In the records below, start at the line that contains "Guideline: for every instance of the butterfly antenna, the" and stop after the line that contains "<point>280,195</point>". Reproduce only those lines, requests included, leaving the request text unchanged and raising every x and y coordinate in the answer points by 112.

▶ **Data for this task**:
· · ·
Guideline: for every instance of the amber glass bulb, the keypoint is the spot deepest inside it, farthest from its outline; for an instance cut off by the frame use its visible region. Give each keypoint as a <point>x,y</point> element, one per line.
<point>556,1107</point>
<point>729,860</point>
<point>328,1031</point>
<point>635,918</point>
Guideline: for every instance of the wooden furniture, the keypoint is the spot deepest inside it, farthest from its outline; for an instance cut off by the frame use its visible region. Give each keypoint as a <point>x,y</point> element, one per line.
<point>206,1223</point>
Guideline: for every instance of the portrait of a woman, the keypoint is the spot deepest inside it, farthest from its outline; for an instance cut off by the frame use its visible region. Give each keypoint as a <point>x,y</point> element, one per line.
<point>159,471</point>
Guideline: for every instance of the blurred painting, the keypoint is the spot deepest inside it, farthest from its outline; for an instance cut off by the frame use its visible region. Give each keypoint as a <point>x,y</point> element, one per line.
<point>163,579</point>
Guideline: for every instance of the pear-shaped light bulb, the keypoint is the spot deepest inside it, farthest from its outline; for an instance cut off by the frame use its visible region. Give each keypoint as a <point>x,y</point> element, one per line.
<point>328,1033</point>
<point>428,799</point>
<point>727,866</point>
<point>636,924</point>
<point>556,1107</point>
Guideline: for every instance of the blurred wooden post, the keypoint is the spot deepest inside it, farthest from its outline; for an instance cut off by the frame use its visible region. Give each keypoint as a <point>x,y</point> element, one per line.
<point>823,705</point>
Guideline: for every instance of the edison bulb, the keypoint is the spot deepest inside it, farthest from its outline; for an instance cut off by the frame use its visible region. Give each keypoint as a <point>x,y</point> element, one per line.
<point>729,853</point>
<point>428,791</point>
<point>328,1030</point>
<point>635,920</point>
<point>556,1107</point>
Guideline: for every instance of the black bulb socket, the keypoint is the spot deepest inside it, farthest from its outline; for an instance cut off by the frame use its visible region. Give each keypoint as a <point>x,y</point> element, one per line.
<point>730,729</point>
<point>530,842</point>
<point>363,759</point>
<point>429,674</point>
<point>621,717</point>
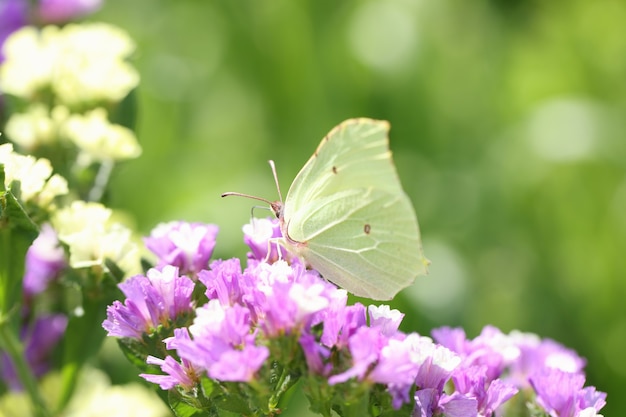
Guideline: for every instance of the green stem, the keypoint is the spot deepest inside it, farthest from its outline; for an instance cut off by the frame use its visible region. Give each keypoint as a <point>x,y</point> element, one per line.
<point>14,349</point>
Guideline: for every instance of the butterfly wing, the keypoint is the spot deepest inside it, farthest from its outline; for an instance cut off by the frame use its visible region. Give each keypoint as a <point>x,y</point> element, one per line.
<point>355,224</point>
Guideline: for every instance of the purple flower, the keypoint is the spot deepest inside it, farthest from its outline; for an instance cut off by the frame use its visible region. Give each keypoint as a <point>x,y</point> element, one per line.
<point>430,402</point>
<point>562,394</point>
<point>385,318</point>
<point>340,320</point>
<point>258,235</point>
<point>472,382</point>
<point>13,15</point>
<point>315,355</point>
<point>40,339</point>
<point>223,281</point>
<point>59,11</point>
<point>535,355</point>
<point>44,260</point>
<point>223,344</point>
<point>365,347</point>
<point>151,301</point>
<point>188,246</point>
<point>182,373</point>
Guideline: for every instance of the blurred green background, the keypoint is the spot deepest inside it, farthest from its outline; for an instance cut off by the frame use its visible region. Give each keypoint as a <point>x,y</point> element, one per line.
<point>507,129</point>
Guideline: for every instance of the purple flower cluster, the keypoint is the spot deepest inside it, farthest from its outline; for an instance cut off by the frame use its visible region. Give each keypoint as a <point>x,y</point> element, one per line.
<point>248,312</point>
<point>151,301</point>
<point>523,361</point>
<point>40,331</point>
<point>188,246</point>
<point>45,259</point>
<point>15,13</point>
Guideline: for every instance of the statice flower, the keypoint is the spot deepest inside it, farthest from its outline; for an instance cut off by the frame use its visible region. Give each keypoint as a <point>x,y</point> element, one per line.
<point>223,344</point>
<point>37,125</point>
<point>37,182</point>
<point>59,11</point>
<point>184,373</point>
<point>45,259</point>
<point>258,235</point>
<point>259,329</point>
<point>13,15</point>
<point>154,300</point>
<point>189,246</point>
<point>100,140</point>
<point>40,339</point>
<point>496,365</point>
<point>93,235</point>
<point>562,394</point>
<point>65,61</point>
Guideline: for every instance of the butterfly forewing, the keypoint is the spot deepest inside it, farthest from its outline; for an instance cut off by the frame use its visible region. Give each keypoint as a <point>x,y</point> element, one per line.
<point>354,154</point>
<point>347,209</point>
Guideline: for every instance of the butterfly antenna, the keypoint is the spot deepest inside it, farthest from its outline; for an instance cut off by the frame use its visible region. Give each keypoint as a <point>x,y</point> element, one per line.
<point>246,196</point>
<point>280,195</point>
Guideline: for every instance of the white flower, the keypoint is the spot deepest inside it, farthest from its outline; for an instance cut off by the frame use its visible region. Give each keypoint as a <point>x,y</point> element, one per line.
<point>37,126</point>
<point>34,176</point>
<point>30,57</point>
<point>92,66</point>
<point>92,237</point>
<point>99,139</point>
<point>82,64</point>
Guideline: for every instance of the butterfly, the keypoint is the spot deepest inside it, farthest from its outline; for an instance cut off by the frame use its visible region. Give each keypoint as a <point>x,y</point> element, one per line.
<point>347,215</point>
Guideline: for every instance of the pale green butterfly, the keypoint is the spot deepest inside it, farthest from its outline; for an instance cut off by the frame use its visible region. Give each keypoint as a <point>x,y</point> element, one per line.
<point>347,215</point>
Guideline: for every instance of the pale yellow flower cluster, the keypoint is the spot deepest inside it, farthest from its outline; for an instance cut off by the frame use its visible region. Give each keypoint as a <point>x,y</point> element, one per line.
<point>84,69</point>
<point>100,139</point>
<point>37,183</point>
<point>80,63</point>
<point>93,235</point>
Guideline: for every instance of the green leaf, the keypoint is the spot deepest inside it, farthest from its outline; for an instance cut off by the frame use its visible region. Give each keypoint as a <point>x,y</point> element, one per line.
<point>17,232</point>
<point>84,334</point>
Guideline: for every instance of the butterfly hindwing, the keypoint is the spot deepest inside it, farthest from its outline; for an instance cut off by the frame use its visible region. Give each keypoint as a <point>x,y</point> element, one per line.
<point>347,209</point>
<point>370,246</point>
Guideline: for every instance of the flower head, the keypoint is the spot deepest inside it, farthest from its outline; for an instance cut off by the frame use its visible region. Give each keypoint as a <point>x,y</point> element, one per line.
· · ·
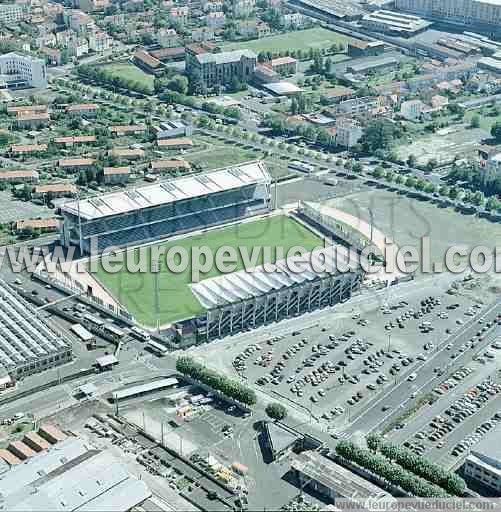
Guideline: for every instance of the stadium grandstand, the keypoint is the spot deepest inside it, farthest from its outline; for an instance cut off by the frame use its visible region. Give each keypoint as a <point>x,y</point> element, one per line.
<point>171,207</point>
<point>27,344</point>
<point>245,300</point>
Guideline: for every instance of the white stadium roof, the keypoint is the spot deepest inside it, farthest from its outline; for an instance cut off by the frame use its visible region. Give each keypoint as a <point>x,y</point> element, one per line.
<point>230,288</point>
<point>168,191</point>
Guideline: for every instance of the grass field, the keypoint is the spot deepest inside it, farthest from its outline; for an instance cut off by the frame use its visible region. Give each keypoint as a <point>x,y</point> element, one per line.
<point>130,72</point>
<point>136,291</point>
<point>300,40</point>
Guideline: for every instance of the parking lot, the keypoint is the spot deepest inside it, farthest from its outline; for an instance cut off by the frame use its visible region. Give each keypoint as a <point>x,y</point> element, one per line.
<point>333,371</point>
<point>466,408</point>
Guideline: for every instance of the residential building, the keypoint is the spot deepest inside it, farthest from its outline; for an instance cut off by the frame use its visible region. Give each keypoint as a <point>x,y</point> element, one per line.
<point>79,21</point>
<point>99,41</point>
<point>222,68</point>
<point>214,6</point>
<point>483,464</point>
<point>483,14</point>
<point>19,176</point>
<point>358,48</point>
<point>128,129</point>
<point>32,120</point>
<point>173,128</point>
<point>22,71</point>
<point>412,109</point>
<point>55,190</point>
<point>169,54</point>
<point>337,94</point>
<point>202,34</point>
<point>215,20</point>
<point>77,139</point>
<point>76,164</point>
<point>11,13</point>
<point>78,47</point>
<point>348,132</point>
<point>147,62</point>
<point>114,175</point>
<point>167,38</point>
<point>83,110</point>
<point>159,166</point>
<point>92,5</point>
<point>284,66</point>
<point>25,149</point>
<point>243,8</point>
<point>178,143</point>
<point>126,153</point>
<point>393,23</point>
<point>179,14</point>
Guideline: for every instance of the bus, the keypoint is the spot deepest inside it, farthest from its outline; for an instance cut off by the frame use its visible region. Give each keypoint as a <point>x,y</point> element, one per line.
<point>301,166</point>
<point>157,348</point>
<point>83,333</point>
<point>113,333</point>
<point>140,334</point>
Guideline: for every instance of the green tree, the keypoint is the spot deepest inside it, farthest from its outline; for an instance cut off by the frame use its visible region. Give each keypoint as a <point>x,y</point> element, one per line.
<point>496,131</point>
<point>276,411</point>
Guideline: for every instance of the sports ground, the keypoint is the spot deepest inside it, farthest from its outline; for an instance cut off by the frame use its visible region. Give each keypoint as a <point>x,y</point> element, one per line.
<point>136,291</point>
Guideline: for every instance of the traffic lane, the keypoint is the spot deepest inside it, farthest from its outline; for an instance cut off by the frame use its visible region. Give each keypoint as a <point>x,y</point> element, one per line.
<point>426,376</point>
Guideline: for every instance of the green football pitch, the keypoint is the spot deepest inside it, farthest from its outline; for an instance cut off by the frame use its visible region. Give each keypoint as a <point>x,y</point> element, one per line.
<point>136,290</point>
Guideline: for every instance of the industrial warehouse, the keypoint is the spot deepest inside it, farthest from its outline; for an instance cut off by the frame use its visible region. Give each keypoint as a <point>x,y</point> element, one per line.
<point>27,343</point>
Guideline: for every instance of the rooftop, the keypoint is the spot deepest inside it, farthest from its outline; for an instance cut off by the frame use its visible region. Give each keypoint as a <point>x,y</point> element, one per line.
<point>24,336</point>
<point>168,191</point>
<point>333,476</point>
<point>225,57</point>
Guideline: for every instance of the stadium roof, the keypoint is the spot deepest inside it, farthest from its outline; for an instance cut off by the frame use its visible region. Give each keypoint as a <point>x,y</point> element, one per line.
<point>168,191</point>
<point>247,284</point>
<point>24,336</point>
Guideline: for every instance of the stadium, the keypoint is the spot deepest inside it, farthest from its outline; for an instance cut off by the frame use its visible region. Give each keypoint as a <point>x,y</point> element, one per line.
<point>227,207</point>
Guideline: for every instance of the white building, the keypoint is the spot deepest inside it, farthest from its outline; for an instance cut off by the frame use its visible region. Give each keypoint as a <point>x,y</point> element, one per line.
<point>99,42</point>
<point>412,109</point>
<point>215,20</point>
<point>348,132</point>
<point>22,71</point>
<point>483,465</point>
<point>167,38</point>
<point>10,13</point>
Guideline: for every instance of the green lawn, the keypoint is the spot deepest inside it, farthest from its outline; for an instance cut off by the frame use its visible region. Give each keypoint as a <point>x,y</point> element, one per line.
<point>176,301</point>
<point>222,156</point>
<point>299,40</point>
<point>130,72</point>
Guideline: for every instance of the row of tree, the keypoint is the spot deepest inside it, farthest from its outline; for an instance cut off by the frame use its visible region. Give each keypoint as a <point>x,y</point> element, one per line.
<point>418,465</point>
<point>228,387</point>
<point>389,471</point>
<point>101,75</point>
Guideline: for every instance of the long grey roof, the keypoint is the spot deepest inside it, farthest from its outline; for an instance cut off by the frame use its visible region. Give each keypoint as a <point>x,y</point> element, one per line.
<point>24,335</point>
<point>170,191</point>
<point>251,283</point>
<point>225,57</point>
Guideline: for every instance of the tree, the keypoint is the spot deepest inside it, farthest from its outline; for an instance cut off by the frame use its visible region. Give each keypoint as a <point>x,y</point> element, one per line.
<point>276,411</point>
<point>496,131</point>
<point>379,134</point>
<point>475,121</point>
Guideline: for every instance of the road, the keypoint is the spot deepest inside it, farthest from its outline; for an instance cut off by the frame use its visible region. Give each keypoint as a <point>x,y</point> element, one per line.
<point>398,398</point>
· · ·
▶ **Worked solution**:
Guideline: for every instance of the butterfly antenna, the keypoint is the spot deepest inside it, farthest from its outline; for an instance cut off by the frame use its visible region. Give each keypoint as a <point>x,y</point> element, one per line.
<point>358,308</point>
<point>392,307</point>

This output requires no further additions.